**The problem**
Write what comes next in the text below on moving from Smith machine lifts to barbell deadlifts, starting right after its final sentence.

**Text for analysis**
The Romanian Deadlift (RDL) is a much better fit for the Smith machine's fixed path. It's a pure hip-hinge movement focused on the hamstrings and glutes, with less knee bend. This minimizes the risk to your lower back.
To target your upper back and traps, which get a lot of work in a real deadlift, use the Smith machine for rack pulls. This shortens the range of motion to the strongest, safest part of the lift.
Since the Smith machine robs you of all stabilization work, you must add it back in. This is not optional. This is what makes the program work.
Using the Smith machine is a temporary solution. The real goal is to build the confidence and base strength to move to a free barbell. Here’s what your transition plan looks like. Don't expect your strength to transfer 1-to-1. Your 250-pound Smith machine 'deadlift' might translate to a shaky 135-pound barbell deadlift. This is not a step back; it's a step toward real strength.
Follow the 3-step protocol from the previous section. Do this twice a week. Your focus is not on weight, but on feel. You should feel a powerful stretch in your hamstrings during the RDLs and a strong contraction in your upper back during the rack pulls. Your core should feel worked from the planks and lunges. You are learning the individual components of the deadlift in a controlled environment.
Find a standard 45-pound Olympic barbell. Forget the Smith machine for today. Your only goal is to practice the form of a conventional deadlift with an empty bar. Stand with the bar over your mid-foot. Hinge down, grab the bar, flatten your back, and lift by driving your feet through the floor. It will feel wobbly and awkward. This is your stabilizer muscles waking up for the first time. Film yourself from the side to check your form. Do 3-5 sets of 8 reps with just the bar. It's about motor learning, not load.

**Data shown**
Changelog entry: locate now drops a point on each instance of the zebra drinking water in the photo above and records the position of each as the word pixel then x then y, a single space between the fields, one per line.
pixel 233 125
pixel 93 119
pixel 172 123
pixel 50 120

**Response to this exercise**
Stick with the barbell. Add 5 or 10 pounds to the bar each week. Your progress will feel slow compared to the Smith machine, but it's real. A 5-pound increase on a barbell deadlift is a bigger win than a 20-pound increase on a Smith machine. Within 2-3 months, you'll have built a solid foundation and a deadlift you can be proud of. You'll feel stronger not just in the gym, but in everyday life. That's a feeling no machine can give you.
A barbell deadlift is a superior full-body strength builder. It engages more muscles, including crucial stabilizers in your core and back, and allows for a natural bar path. A Smith machine deadlift uses a fixed path, which can create unnatural stress on the joints and builds less functional strength.
While it prevents you from dropping the bar, the fixed vertical path can be riskier for your lower back and knees over the long term. It forces your body into a compromised position to move the bar around your knees, which is a fundamental flaw. Proper form with a lighter barbell is safer.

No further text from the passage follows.